• [Source extract]:
A contrast agent company spun off from the University at Buffalo in New York has received $750,000 in financing to develop iron-based agents for MR imaging, according to a May 20 announcement.
Ferric Contrast says its new funding—part of a phase II Small Business Technology Transfer award from the National Science Foundation—will enable it to improve the “chemical properties” of its iron-based contrast agents and scale up production.
The company, which is based at the UB Technology Incubator in Amherst, New York, says its new agents may offer an alternative to gadolinium-based complexes traditionally used during MRI exams.
“Since we started the company in 2017, concerns in medicine have only increased over the gadolinium-based MRI contrast agents available today,” Bradford La Salle, co-founder and president of Ferric Contrast, said in the announcement. “Doctors and patients want new options."
There’s been a number of endeavors investigating the possibility of a gadolinium-free MRI contrast agent, including a University of Texas at Dallas project utilizing organic radical contrast agents.
Janet Morrow, PhD, a co-founder of Ferric and UB chemistry professor, says the interest in iron-based compounds is largely due to the fact that the element is found naturally in the body, unlike gadolinium.
“Iron is regulated, recycled and stored in humans, making it more likely that the body can handle any accumulated iron,” Morrow, who also serves as Ferric Contrast’s chief scientific officer, added in the statement. “We have developed iron complexes that are highly soluble and stabilized in the trivalent high-spin form.”
There’s been no shortage of debate over the nature and link between the administration of gadolinium-based agents and a host of symptoms termed gadolinium deposition disease. Deposition of the material in tissue including the brain, skin, bone, and kidneys after GBCA exposure has been proposed as the cause of GDD, but some experts have questioned the linkage.
On such skeptic, H. Benjamin Harvey, MD, a neuroradiologist at Massachusetts General Hospital in Boston and assistant professor of radiology at Harvard Medical School, said during a session at last year’s RSNA annual meeting that he does not believe the disease is real and encouraged radiology to take a data-driven approach to paint an accurate picture of contrasts.

Dataset excerpts:
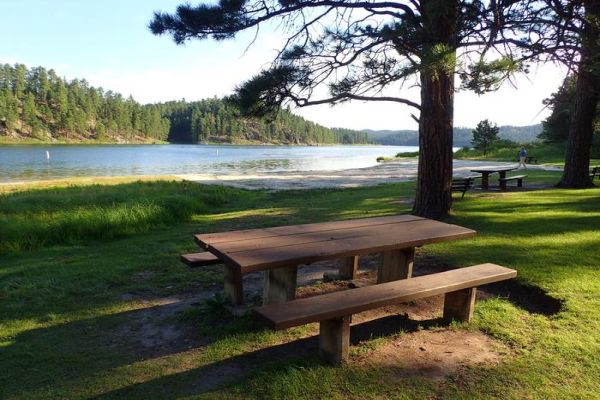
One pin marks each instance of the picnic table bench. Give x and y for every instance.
(518, 178)
(462, 185)
(333, 311)
(279, 251)
(486, 172)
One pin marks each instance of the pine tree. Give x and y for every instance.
(484, 135)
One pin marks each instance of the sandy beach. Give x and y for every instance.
(392, 171)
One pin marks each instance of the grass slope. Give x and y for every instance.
(66, 292)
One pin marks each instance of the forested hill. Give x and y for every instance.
(462, 136)
(37, 103)
(215, 120)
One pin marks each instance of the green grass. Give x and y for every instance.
(549, 154)
(63, 302)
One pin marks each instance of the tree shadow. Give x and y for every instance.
(222, 373)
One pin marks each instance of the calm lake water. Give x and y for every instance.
(22, 163)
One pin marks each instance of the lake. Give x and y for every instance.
(26, 163)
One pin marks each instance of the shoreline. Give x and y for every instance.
(404, 170)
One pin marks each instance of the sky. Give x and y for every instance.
(107, 42)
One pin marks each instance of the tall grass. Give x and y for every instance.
(38, 218)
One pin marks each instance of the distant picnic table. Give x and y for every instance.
(278, 251)
(486, 172)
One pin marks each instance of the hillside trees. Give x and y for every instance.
(586, 29)
(37, 102)
(368, 51)
(572, 38)
(217, 120)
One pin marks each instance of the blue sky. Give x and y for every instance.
(108, 43)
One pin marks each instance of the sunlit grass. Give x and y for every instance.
(62, 301)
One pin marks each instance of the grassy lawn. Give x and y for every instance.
(79, 263)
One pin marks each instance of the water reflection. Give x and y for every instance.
(30, 163)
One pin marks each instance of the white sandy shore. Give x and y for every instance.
(388, 172)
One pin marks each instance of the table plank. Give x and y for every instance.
(309, 237)
(412, 234)
(206, 240)
(493, 170)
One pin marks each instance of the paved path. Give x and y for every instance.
(388, 172)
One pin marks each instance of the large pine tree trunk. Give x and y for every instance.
(434, 196)
(581, 130)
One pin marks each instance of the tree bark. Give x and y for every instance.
(581, 130)
(434, 183)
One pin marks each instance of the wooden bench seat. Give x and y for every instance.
(334, 310)
(195, 260)
(518, 178)
(462, 185)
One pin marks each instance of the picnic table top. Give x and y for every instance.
(259, 249)
(489, 170)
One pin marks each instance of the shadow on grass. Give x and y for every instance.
(302, 351)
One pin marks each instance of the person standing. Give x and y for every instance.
(522, 157)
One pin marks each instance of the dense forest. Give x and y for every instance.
(36, 103)
(462, 136)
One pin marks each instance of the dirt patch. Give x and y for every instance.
(435, 354)
(531, 298)
(153, 329)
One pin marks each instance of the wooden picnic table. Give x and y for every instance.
(279, 250)
(486, 172)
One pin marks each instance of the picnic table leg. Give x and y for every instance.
(502, 183)
(334, 339)
(280, 285)
(459, 305)
(484, 180)
(234, 290)
(396, 264)
(348, 267)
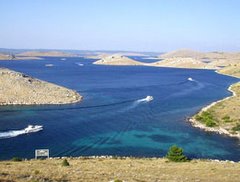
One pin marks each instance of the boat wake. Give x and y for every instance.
(146, 99)
(14, 133)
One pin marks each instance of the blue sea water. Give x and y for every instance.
(111, 120)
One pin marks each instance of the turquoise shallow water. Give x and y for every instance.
(111, 120)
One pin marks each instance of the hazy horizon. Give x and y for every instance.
(139, 26)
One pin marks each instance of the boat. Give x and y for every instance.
(48, 65)
(148, 98)
(80, 64)
(31, 128)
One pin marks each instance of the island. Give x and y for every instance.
(222, 116)
(20, 89)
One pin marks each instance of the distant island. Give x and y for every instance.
(223, 116)
(20, 89)
(227, 63)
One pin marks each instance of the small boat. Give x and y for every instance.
(148, 98)
(48, 65)
(31, 128)
(190, 79)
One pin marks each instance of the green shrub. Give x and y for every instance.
(227, 119)
(175, 154)
(16, 159)
(206, 118)
(237, 127)
(65, 163)
(36, 172)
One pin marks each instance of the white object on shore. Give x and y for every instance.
(14, 133)
(190, 79)
(31, 128)
(48, 65)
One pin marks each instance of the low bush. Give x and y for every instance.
(237, 127)
(227, 119)
(175, 154)
(16, 159)
(65, 163)
(206, 118)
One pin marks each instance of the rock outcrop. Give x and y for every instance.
(117, 59)
(20, 89)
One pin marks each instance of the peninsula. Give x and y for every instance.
(20, 89)
(222, 116)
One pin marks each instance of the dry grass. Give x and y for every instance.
(123, 169)
(17, 88)
(232, 70)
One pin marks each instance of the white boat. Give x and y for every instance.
(48, 65)
(31, 128)
(80, 64)
(148, 98)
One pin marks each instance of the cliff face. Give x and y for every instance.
(17, 88)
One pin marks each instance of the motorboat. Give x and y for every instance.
(48, 65)
(31, 128)
(148, 98)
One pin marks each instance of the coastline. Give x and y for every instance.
(197, 124)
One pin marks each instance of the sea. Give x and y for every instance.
(114, 118)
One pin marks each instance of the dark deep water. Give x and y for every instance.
(122, 125)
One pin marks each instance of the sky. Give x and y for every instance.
(131, 25)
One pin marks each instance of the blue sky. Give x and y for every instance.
(137, 25)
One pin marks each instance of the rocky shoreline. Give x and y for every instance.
(20, 89)
(219, 130)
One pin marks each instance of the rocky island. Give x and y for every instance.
(20, 89)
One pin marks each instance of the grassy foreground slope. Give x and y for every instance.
(122, 169)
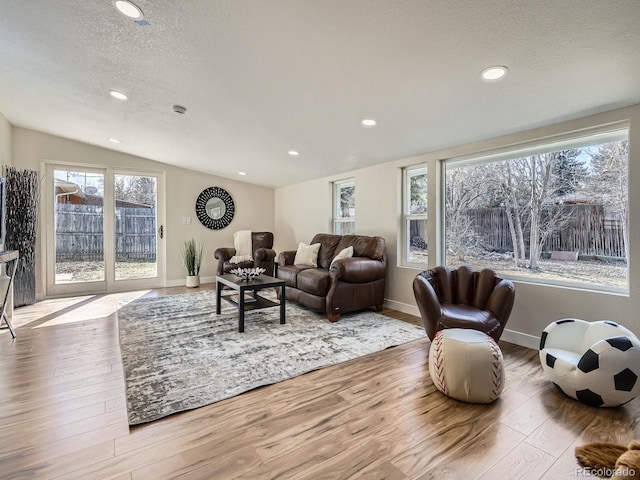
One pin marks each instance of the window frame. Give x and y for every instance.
(405, 241)
(336, 219)
(579, 139)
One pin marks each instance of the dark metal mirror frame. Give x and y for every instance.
(201, 208)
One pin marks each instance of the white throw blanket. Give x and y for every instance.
(243, 246)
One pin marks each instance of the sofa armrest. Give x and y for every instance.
(224, 254)
(286, 258)
(428, 303)
(357, 270)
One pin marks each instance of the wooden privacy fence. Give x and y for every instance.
(586, 229)
(80, 234)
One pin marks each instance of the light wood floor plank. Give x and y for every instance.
(63, 414)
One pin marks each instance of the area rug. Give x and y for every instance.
(178, 354)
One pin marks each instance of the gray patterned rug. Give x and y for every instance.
(178, 354)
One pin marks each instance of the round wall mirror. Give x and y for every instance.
(215, 208)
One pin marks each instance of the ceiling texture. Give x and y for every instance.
(261, 77)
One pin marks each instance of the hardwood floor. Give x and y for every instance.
(63, 415)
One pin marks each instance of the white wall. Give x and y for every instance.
(6, 141)
(304, 209)
(254, 204)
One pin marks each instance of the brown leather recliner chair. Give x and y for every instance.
(463, 298)
(263, 255)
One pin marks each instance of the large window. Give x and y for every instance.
(414, 216)
(344, 207)
(554, 213)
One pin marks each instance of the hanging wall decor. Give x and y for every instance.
(215, 208)
(23, 193)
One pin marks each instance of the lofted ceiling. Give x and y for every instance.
(261, 77)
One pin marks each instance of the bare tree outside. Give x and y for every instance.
(519, 211)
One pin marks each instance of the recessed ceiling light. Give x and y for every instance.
(128, 9)
(119, 95)
(494, 73)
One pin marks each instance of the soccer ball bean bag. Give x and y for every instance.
(597, 363)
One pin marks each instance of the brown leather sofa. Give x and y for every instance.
(463, 298)
(350, 284)
(263, 255)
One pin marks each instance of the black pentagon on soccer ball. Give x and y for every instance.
(625, 380)
(588, 362)
(543, 339)
(551, 360)
(621, 343)
(589, 397)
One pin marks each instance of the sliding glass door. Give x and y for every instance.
(103, 230)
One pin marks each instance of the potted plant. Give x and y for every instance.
(192, 258)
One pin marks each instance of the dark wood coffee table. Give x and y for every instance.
(244, 294)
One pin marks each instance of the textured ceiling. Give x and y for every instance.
(261, 77)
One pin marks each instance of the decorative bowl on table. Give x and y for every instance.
(248, 273)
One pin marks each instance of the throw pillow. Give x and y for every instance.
(344, 253)
(307, 255)
(242, 244)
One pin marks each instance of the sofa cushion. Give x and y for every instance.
(289, 273)
(328, 243)
(307, 255)
(344, 253)
(315, 281)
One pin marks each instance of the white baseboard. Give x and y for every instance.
(511, 336)
(402, 307)
(522, 339)
(183, 282)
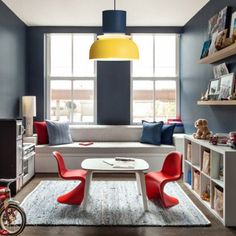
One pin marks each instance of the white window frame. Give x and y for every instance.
(72, 78)
(155, 78)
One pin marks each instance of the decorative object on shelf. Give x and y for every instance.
(219, 139)
(29, 111)
(232, 139)
(218, 26)
(223, 20)
(205, 95)
(202, 129)
(206, 162)
(220, 39)
(212, 25)
(218, 200)
(220, 70)
(212, 48)
(205, 48)
(213, 89)
(233, 27)
(221, 169)
(114, 44)
(227, 84)
(189, 151)
(206, 194)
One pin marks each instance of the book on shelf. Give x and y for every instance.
(206, 162)
(189, 151)
(218, 200)
(196, 181)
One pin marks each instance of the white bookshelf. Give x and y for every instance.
(220, 156)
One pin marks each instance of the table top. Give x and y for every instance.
(110, 165)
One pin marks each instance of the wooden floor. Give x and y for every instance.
(215, 229)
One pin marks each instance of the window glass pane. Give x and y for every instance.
(61, 61)
(60, 103)
(143, 66)
(82, 66)
(165, 55)
(165, 99)
(83, 101)
(142, 101)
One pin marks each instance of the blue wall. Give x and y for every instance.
(195, 78)
(12, 63)
(113, 78)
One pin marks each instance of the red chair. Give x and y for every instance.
(155, 181)
(75, 196)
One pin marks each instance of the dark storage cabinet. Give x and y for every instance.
(11, 151)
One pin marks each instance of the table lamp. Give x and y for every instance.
(29, 111)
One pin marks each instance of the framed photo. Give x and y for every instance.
(213, 91)
(212, 25)
(205, 48)
(233, 25)
(220, 70)
(220, 39)
(227, 84)
(223, 20)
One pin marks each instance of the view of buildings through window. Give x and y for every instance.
(155, 78)
(71, 78)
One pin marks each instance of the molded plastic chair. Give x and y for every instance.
(75, 196)
(155, 181)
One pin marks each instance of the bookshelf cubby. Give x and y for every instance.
(218, 181)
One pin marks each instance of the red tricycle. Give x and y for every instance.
(12, 216)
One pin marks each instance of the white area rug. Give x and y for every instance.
(112, 203)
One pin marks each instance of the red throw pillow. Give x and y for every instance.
(42, 132)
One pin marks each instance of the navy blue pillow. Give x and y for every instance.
(167, 134)
(58, 132)
(151, 132)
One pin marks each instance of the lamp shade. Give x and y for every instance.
(117, 49)
(29, 106)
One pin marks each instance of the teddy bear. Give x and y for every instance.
(202, 130)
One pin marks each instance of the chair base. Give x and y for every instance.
(155, 191)
(74, 197)
(168, 201)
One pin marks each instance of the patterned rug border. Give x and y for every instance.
(208, 224)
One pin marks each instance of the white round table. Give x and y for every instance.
(108, 165)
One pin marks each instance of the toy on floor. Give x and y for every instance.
(202, 129)
(12, 216)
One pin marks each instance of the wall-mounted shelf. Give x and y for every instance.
(217, 102)
(219, 55)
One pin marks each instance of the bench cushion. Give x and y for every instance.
(105, 147)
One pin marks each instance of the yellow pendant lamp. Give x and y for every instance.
(114, 45)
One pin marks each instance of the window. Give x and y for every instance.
(155, 78)
(71, 78)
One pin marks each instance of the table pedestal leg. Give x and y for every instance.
(87, 186)
(138, 183)
(143, 188)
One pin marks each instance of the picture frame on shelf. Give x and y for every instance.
(220, 70)
(220, 39)
(233, 25)
(227, 86)
(213, 91)
(223, 21)
(205, 49)
(212, 25)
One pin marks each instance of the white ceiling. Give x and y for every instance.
(89, 12)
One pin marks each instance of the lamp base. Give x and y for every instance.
(28, 126)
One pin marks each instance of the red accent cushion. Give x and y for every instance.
(42, 132)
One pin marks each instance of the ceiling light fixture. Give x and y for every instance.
(114, 44)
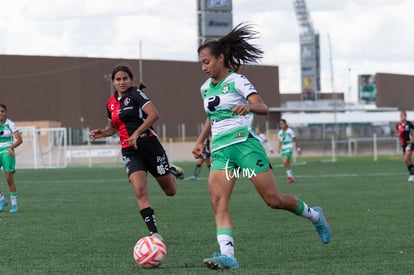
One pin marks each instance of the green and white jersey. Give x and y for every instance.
(219, 100)
(286, 139)
(7, 130)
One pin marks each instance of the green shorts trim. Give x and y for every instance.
(243, 159)
(287, 153)
(7, 162)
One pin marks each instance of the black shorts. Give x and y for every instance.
(150, 157)
(407, 147)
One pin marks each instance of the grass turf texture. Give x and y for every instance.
(85, 221)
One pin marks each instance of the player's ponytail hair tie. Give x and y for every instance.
(142, 86)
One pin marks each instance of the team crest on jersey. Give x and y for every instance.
(225, 89)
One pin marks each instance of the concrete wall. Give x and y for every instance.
(66, 89)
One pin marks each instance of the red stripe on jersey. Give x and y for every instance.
(113, 107)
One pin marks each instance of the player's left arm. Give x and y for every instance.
(256, 105)
(295, 140)
(152, 116)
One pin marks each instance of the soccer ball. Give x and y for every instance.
(150, 252)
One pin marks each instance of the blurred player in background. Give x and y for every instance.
(230, 102)
(205, 158)
(405, 131)
(10, 138)
(131, 114)
(264, 140)
(287, 142)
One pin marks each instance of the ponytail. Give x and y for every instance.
(234, 46)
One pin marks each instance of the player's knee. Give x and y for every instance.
(274, 202)
(171, 192)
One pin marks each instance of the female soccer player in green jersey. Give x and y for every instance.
(230, 102)
(10, 138)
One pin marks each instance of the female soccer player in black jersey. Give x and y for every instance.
(405, 131)
(131, 114)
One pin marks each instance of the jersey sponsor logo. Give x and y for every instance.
(239, 172)
(239, 135)
(143, 95)
(213, 102)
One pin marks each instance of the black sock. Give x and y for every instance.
(411, 169)
(197, 170)
(149, 218)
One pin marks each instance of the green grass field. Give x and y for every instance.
(85, 221)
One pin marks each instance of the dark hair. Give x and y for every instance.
(235, 47)
(122, 68)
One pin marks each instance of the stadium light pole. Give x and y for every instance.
(111, 87)
(141, 73)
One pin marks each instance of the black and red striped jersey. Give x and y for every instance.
(405, 132)
(127, 115)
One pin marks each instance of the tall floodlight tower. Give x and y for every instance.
(215, 19)
(309, 53)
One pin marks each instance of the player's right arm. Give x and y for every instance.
(199, 146)
(101, 133)
(279, 146)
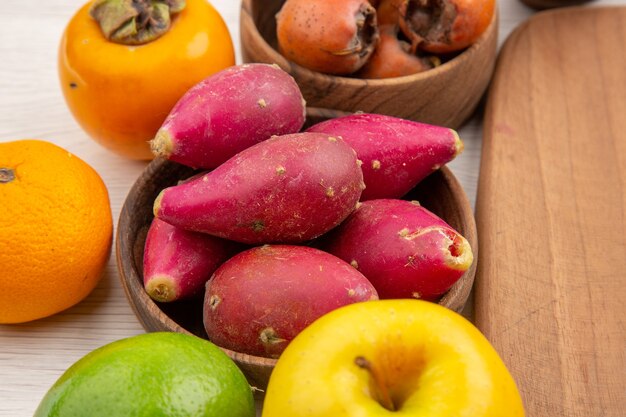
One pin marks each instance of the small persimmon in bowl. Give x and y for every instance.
(425, 61)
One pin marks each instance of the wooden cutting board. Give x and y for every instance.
(551, 212)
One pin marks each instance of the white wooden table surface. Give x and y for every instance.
(34, 355)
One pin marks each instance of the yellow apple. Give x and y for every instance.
(391, 358)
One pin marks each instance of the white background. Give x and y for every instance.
(34, 355)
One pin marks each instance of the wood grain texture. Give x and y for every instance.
(446, 95)
(551, 212)
(34, 355)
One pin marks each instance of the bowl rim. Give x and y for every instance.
(141, 303)
(460, 59)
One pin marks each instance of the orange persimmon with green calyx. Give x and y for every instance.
(55, 230)
(123, 64)
(443, 26)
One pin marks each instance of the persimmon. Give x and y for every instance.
(123, 64)
(443, 26)
(393, 58)
(333, 37)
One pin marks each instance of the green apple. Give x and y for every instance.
(151, 375)
(391, 357)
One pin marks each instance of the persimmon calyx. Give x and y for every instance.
(6, 175)
(427, 21)
(134, 22)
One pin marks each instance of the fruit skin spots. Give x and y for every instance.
(151, 375)
(56, 230)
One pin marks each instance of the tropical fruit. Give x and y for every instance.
(161, 374)
(55, 230)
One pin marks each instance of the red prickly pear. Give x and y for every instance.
(403, 249)
(396, 153)
(260, 299)
(289, 189)
(178, 263)
(229, 112)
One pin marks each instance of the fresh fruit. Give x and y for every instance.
(153, 374)
(403, 249)
(120, 92)
(259, 300)
(55, 230)
(393, 58)
(391, 357)
(444, 26)
(177, 263)
(288, 189)
(229, 112)
(334, 37)
(396, 153)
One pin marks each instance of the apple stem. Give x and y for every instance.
(382, 390)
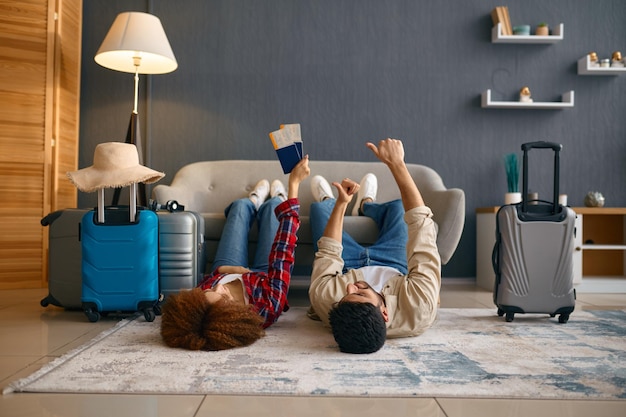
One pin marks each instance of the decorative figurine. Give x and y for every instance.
(542, 29)
(616, 60)
(594, 199)
(524, 95)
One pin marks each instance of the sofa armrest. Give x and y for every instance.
(449, 213)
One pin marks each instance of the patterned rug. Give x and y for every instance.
(467, 353)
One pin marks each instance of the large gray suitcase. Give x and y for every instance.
(182, 256)
(64, 259)
(533, 254)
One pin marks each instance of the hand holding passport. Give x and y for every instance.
(287, 142)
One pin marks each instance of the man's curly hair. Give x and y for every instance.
(189, 321)
(358, 327)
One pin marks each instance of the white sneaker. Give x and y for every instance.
(367, 190)
(260, 193)
(277, 189)
(320, 188)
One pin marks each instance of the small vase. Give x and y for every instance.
(512, 198)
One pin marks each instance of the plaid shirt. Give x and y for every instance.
(267, 291)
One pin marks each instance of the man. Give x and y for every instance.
(236, 301)
(389, 289)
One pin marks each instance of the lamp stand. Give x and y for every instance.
(133, 135)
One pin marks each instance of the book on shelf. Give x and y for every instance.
(287, 143)
(500, 15)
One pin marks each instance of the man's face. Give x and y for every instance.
(361, 292)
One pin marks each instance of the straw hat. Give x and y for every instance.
(115, 165)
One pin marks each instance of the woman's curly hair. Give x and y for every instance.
(189, 321)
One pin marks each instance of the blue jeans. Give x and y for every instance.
(240, 217)
(388, 250)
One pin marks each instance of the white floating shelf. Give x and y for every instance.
(498, 37)
(585, 68)
(568, 101)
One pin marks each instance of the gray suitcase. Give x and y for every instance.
(533, 254)
(64, 259)
(182, 256)
(181, 250)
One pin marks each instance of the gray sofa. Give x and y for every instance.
(207, 187)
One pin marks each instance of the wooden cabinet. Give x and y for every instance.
(39, 117)
(600, 248)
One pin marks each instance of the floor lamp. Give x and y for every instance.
(136, 43)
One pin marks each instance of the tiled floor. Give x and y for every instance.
(31, 336)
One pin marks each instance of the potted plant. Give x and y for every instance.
(542, 29)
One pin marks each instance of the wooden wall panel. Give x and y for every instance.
(38, 101)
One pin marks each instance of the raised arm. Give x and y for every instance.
(391, 153)
(297, 175)
(345, 190)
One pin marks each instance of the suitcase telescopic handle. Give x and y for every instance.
(556, 147)
(542, 145)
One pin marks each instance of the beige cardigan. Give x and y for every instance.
(411, 299)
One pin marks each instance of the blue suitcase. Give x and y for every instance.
(120, 260)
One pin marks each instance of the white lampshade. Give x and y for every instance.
(133, 35)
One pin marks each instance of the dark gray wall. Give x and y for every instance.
(356, 70)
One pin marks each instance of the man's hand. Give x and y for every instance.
(389, 151)
(297, 175)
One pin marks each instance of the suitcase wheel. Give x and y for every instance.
(93, 316)
(148, 313)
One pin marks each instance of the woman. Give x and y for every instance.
(235, 303)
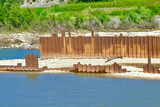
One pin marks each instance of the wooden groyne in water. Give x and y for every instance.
(99, 46)
(31, 65)
(115, 68)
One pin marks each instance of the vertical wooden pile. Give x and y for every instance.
(31, 61)
(99, 46)
(148, 68)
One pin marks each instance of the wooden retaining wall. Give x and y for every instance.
(99, 46)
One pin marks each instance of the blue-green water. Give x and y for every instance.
(76, 90)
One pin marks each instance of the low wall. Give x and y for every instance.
(99, 46)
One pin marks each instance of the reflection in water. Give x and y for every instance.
(89, 75)
(32, 75)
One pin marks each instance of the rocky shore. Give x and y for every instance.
(136, 72)
(26, 40)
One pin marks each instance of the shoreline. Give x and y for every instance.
(68, 62)
(123, 76)
(27, 40)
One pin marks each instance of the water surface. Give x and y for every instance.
(76, 90)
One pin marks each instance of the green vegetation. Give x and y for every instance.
(126, 14)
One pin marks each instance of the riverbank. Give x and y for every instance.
(136, 72)
(26, 40)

• [Exercises]:
- a) According to the article on Ferric Contrast, why are iron-based compounds of interest as MRI contrast agents? Answer in one to three sentences.
- b) Answer these questions from the article on Ferric Contrast:
(i) How much financing did the company receive?
(ii) Where is the company based?
(iii) In what year was the company started?
The entries above have no role in this work.

• [Solutions below]:
- a) Iron, unlike gadolinium, occurs naturally in the body. Because humans regulate, recycle and store iron, the body is more likely to be able to handle any iron that accumulates.

- b)
(i) $750,000
(ii) At the UB Technology Incubator in Amherst, New York
(iii) 2017